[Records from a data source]
━━━━━━━━━━━━━━━━━━━━━━━━━━━━━━

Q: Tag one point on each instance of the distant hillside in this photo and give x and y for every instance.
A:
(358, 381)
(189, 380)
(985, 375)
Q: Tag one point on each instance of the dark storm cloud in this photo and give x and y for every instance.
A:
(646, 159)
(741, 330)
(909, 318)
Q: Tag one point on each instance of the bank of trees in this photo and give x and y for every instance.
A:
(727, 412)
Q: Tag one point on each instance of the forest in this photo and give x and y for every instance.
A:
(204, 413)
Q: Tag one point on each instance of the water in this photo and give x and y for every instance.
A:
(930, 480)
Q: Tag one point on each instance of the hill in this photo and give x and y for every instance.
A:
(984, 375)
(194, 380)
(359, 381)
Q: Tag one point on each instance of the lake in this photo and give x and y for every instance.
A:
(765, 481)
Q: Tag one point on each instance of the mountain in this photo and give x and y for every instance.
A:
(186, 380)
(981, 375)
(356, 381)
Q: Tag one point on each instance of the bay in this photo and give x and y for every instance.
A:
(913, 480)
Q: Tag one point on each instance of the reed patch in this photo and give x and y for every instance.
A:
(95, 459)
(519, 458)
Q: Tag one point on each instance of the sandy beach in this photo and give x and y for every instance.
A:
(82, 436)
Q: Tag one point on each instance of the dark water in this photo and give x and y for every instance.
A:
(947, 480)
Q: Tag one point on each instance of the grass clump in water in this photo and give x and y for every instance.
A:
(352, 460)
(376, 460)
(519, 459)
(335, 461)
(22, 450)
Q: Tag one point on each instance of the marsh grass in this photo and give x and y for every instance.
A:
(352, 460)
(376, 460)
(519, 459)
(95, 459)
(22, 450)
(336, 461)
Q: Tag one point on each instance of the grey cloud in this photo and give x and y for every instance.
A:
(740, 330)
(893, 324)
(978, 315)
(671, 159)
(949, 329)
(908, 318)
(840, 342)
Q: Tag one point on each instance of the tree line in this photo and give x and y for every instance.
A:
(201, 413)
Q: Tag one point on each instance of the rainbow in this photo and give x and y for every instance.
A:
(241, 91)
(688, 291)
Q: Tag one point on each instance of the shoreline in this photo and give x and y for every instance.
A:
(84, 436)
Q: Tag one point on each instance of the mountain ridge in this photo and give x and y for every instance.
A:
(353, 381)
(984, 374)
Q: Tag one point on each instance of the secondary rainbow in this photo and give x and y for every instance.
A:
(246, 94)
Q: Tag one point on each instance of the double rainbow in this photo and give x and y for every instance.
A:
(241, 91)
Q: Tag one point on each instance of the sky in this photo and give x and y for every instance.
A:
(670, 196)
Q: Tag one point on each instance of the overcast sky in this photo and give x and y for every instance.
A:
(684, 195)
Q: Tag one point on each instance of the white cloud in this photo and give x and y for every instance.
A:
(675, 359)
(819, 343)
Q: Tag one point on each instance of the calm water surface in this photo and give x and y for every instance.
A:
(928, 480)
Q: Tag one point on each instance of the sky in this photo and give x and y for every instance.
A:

━━━━━━━━━━━━━━━━━━━━━━━━━━━━━━

▸ About this task
What is needed is a word-for-word copy of all the entries.

▸ Output for this task
Q: Tag one point on each instance of the distant hillside in this photo and give x and y for every instance.
A:
(358, 381)
(189, 380)
(985, 375)
Q: Tag one point on each instance of the dark storm cloud in this photo and give x and y for every instance.
A:
(646, 159)
(741, 330)
(909, 318)
Q: Tag one point on each instance of the bank of trees in this photo and give x and y for every instance.
A:
(727, 412)
Q: Tag one point on each instance of the forest in this photo and give x and y for every instance.
A:
(204, 413)
Q: Tag one point on each instance of the water in this photo and give x and y for every instance.
A:
(930, 480)
Q: Tag one point on each instance of the hill in this photo and give x and y for every instance.
A:
(984, 375)
(194, 380)
(359, 381)
Q: Tag one point on each instance of the lake in this photo and give x and y for every instance.
A:
(765, 481)
Q: Tag one point on each instance of the mountain in this photo and give x and y for every instance.
A:
(186, 380)
(981, 375)
(356, 381)
Q: Tag one point on each instance of the bay in this photo and give x and y for every instance.
A:
(913, 480)
Q: Tag one point on each instance of the reed patch in this photo and give x and y for every instance.
A:
(95, 459)
(519, 458)
Q: Tag one point on each instance of the sandy beach in this photo and give x and y for every instance.
A:
(82, 436)
Q: Tag one point on each instance of the dark water in this photo and give x and y for every instance.
A:
(947, 480)
Q: Tag one point on each instance of the grass clump in water in this photo and give x and y for every instance.
A:
(352, 460)
(376, 460)
(519, 459)
(335, 461)
(22, 450)
Q: Tag one point on each instance of the marsh grass in this photo and give x and y for every instance.
A:
(352, 460)
(376, 460)
(519, 459)
(95, 459)
(22, 450)
(336, 461)
Q: Tag one point on each instance of the grey cloud in this photo and give x and y for every instance.
A:
(740, 330)
(893, 324)
(978, 315)
(671, 159)
(949, 329)
(908, 318)
(840, 342)
Q: Tag one point on each instance of the tree line in this photo and give x and y for every instance.
A:
(201, 413)
Q: Tag one point on each instance of the rainbow in this photo and give x and y for every instance.
A:
(241, 91)
(688, 291)
Q: Tag one point on each instance of the shoreline in this photo and give x and y for every instance.
A:
(84, 436)
Q: Tag one point on each instance of the mountain ridge in this photo and give x and y for every instance.
A:
(353, 381)
(984, 374)
Q: Tag one point on each instance of the secondary rainbow in this photo and give x and y for every instance.
A:
(246, 94)
Q: Tag one point on each instance of the double rainbow in this photo and give x and y for every instance.
A:
(241, 91)
Q: Tag one point on each instance of the sky in this photo and give x and y for every instance.
A:
(670, 196)
Q: Tag one point on each instance of the overcast sky in this photo and give x and y for every instance.
A:
(684, 195)
Q: Tag one point on each instance of the white cloud in this photo and give x and y for every instance.
A:
(675, 359)
(819, 343)
Q: Tag one point on each instance of the calm water surface in this photo and give x and y for every instance.
A:
(928, 480)
Q: Tag one point on each instance of the sky in this photo and give x and y for every instance.
A:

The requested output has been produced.